■ Work to be completed: Could you edit the part of the listing that opens with the line containing "Pinpoint each bare" and closes with the line containing "[419, 74, 468, 145]", writing those lines out again with "apartment" changed to "residential" and nothing else altered?

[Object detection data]
============

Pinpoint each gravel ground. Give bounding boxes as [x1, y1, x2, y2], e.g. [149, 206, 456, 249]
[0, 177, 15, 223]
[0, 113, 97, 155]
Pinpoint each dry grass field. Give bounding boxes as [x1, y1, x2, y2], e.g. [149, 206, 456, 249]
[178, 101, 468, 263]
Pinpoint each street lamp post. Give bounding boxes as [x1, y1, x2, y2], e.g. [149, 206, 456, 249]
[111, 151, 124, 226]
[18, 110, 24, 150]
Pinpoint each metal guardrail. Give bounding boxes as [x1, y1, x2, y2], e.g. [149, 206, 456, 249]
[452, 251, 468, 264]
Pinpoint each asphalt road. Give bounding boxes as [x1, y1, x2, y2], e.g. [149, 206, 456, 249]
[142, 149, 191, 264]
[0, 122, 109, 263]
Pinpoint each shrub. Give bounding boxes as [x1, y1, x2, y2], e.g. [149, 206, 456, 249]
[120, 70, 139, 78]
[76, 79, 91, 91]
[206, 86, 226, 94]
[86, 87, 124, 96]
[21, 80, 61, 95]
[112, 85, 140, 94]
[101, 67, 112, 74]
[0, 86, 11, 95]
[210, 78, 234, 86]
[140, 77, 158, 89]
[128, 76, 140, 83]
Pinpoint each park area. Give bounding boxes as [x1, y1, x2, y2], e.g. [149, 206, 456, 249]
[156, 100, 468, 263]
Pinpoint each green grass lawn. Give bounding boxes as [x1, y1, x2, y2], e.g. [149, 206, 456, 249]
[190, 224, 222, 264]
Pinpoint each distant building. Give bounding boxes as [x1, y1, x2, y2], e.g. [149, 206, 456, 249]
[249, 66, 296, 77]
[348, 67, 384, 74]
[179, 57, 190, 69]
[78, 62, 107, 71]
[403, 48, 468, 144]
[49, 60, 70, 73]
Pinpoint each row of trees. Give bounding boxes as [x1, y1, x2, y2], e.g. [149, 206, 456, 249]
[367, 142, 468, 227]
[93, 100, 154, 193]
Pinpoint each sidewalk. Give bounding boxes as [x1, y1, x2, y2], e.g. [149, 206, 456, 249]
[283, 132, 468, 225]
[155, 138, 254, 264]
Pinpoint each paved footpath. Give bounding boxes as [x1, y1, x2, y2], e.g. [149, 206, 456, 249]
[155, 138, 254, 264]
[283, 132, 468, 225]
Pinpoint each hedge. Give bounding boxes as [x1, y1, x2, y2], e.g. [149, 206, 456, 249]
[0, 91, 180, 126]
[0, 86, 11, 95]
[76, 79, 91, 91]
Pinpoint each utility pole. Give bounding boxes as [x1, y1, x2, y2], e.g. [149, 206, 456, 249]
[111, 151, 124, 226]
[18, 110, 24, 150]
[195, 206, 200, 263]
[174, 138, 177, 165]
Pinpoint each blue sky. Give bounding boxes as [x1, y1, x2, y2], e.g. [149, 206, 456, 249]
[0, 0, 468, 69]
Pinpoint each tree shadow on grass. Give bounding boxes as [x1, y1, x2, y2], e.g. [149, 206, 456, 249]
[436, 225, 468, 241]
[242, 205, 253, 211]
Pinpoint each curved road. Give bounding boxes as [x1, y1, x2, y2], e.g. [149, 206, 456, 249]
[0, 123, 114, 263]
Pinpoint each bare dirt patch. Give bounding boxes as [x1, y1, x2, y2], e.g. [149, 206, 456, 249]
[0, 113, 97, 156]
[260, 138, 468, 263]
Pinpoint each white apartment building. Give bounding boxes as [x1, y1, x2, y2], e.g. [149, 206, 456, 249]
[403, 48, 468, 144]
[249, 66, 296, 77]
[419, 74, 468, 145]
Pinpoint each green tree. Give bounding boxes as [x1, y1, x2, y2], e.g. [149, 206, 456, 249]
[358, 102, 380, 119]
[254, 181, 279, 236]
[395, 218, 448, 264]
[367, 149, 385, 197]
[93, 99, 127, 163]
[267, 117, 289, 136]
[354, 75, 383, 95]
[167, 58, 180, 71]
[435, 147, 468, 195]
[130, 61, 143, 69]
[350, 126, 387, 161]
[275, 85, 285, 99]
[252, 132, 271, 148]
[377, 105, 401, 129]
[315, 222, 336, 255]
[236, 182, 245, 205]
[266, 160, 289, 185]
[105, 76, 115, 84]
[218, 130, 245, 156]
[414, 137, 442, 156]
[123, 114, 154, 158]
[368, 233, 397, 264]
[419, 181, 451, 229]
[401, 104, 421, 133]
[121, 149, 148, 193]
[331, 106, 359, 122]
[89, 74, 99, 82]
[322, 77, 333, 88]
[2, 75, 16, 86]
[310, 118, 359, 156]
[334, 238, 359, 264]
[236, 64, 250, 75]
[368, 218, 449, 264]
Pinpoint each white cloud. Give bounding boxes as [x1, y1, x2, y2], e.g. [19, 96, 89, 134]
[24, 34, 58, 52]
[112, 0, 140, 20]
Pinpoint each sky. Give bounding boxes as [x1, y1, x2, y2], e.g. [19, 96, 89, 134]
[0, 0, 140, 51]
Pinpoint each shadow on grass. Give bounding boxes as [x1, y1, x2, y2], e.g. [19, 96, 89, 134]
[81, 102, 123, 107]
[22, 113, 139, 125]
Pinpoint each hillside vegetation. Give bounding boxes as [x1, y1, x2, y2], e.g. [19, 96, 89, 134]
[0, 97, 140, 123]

============

■ Right answer:
Pinpoint each bare dirt patch. Give bounding boxes as [x1, y1, x2, y2], e.g. [149, 206, 456, 249]
[0, 113, 97, 156]
[260, 138, 468, 263]
Pinpoint each white residential building. Give bounding boxes as [x1, y1, x2, y2], e.g. [149, 206, 456, 249]
[403, 48, 468, 144]
[249, 66, 296, 77]
[419, 74, 468, 145]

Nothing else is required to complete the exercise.